§ **Source data**:
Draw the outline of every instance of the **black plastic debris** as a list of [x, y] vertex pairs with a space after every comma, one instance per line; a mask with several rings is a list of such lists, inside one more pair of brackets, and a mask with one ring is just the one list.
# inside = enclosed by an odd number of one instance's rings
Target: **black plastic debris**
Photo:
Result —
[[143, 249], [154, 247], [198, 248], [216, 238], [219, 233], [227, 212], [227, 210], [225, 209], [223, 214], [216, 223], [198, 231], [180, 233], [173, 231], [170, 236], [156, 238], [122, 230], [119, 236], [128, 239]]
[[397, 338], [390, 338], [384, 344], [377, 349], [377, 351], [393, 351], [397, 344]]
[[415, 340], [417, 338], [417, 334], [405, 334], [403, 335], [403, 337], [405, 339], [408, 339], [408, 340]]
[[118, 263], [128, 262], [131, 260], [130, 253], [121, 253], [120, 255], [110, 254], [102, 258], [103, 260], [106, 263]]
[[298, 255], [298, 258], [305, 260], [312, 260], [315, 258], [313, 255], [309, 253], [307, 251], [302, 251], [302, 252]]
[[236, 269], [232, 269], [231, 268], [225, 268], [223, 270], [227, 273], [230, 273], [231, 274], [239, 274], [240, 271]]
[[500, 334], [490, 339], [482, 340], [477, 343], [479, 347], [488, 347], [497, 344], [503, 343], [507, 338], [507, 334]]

§ **Work to complete**: Reproduce every line of the records above, character for character, without any changes.

§ **The result**:
Draw the outline of every instance of the **black plastic debris** as a list of [x, y] vertex pairs with a space after every comma, one instance per line; a mask with several rings is a list of such lists, inside one more pair of brackets, and a mask with one ring is just the one list.
# inside = enclosed by an odd number of one instance's rings
Target: **black plastic debris**
Photo:
Result —
[[143, 249], [154, 247], [198, 248], [216, 238], [219, 233], [227, 212], [227, 210], [225, 209], [223, 214], [216, 223], [198, 231], [180, 233], [173, 231], [170, 236], [156, 238], [122, 230], [119, 236], [128, 239]]
[[397, 338], [390, 338], [384, 344], [377, 349], [377, 351], [393, 351], [397, 344]]
[[415, 340], [417, 338], [417, 334], [405, 334], [403, 335], [403, 337], [405, 339], [408, 339], [408, 340]]
[[118, 263], [128, 262], [131, 260], [130, 253], [121, 253], [120, 255], [110, 254], [102, 258], [103, 260], [106, 263]]
[[298, 255], [298, 258], [305, 260], [312, 260], [315, 258], [313, 255], [309, 253], [307, 251], [302, 251], [302, 252]]
[[236, 269], [232, 269], [231, 268], [225, 268], [223, 270], [227, 273], [230, 273], [231, 274], [239, 274], [240, 271]]
[[500, 334], [490, 339], [482, 340], [477, 343], [479, 347], [488, 347], [497, 344], [503, 343], [507, 338], [507, 334]]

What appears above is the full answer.